▶ **What the task requires**
Output only these lines, set down exactly: the one containing "Identify each instance of the yellow" and each line after it through the end of the records.

──────── Given data ────────

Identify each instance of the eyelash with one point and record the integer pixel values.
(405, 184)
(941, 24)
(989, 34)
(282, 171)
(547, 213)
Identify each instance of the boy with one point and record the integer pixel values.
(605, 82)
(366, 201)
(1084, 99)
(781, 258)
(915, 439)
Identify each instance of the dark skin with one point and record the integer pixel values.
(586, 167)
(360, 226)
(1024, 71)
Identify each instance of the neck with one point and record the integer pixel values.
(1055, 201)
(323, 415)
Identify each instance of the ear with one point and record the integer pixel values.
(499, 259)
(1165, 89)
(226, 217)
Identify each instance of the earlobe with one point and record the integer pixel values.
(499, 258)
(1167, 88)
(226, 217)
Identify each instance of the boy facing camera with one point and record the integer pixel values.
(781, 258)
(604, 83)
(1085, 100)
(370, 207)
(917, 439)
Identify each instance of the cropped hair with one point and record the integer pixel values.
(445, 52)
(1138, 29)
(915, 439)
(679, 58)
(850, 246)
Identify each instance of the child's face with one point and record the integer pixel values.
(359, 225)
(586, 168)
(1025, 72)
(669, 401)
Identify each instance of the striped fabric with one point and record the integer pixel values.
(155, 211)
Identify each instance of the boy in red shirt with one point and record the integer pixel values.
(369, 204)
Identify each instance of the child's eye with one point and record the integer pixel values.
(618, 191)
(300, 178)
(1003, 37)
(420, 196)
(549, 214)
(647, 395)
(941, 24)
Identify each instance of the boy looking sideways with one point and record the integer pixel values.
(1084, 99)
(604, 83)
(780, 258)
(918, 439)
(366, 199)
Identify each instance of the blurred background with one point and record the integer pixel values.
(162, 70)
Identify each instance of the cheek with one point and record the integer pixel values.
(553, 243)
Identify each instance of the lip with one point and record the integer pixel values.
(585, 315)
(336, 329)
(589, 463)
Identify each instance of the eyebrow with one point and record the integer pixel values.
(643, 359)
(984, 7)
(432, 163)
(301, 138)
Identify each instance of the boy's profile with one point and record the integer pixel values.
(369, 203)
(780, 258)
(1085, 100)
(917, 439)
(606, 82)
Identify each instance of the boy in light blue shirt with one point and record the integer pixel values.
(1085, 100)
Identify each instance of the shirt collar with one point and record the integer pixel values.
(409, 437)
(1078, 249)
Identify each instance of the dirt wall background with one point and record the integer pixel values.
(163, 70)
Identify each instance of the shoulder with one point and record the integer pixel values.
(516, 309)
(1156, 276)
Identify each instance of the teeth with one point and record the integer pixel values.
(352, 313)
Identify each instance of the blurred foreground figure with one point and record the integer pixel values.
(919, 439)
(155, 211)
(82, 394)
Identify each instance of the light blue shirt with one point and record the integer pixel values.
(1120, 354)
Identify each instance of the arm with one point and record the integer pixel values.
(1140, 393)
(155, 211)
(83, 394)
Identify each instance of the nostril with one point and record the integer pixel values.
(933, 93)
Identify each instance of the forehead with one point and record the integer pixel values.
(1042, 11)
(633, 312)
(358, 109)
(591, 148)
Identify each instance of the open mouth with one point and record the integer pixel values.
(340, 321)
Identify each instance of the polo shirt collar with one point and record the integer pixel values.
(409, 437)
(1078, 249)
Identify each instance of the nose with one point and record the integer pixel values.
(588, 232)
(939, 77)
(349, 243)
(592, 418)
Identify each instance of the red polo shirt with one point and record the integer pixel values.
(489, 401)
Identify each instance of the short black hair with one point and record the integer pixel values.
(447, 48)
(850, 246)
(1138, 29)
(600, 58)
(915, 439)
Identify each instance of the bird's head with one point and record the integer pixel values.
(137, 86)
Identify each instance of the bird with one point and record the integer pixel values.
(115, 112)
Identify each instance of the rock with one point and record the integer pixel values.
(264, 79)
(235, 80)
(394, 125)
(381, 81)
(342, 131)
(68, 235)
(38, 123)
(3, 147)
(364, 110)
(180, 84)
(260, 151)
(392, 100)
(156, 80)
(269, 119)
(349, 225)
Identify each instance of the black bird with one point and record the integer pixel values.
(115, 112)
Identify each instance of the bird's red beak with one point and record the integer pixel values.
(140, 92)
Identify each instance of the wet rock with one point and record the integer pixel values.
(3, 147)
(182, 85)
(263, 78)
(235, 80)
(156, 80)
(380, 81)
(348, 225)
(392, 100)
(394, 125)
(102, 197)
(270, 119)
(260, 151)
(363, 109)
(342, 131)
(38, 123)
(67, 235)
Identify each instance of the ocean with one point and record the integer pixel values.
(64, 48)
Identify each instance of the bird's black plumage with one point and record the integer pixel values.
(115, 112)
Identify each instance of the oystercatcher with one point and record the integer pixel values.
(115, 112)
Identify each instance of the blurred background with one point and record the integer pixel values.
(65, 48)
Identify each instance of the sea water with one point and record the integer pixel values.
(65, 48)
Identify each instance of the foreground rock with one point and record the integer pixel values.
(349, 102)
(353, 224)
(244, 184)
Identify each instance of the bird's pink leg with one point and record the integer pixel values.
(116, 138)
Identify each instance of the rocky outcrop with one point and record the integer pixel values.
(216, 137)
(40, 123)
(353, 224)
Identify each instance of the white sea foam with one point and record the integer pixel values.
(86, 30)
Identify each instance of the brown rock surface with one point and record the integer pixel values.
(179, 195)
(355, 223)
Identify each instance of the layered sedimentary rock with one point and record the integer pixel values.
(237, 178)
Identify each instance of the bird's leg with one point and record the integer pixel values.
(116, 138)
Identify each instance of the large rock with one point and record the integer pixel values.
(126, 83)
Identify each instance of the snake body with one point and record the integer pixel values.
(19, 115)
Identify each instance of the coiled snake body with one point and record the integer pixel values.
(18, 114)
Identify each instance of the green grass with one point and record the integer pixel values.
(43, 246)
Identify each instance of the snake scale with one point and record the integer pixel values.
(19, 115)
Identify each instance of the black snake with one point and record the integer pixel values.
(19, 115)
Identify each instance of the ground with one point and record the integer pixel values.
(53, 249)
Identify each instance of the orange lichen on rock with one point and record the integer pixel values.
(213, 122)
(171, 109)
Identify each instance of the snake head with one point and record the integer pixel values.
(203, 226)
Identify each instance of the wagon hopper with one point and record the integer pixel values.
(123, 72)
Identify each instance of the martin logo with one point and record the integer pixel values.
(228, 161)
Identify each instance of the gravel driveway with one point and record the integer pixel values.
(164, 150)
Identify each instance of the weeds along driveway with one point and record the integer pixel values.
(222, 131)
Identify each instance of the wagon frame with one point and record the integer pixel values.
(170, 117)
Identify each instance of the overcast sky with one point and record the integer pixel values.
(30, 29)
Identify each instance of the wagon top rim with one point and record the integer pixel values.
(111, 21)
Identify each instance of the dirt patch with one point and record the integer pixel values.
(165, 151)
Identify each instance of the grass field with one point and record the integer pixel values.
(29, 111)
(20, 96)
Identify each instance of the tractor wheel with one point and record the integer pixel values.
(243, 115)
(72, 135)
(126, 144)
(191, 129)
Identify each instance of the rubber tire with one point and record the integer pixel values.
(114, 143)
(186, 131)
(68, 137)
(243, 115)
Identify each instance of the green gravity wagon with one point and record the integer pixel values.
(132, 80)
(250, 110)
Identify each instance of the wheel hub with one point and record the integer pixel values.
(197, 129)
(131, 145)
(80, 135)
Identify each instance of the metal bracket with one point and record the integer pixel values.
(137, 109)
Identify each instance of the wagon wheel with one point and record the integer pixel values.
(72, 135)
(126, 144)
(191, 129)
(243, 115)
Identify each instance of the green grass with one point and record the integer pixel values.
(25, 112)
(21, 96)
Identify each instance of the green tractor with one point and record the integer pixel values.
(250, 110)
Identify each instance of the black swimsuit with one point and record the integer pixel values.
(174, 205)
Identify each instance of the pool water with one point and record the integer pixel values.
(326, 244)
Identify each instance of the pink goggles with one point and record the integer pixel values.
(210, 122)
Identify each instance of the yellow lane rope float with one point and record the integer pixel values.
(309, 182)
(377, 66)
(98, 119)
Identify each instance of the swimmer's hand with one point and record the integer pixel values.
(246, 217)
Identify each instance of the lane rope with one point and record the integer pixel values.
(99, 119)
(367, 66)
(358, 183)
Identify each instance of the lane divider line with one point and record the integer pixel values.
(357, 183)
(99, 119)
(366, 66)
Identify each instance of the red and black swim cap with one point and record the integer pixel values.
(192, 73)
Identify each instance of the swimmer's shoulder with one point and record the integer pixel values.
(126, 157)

────────

▶ **Output for this task**
Identify each instance of the yellow lane rope float with one point and record the integer pixel values.
(309, 182)
(377, 66)
(98, 119)
Identify each instance of the swimmer's hand with one point and record the integer pixel values.
(246, 217)
Identify each instance of the lane rope with one point and record the integer pixel values.
(99, 119)
(367, 66)
(358, 183)
Identify each instance of the lane divider line with one point and record the integer pixel values.
(357, 183)
(99, 119)
(366, 66)
Identify each instance of the red and black swim cap with one point and record the integer pixel values.
(192, 73)
Identify each instance of the swimmer's shoulder with one point and record the integer pixel values.
(126, 157)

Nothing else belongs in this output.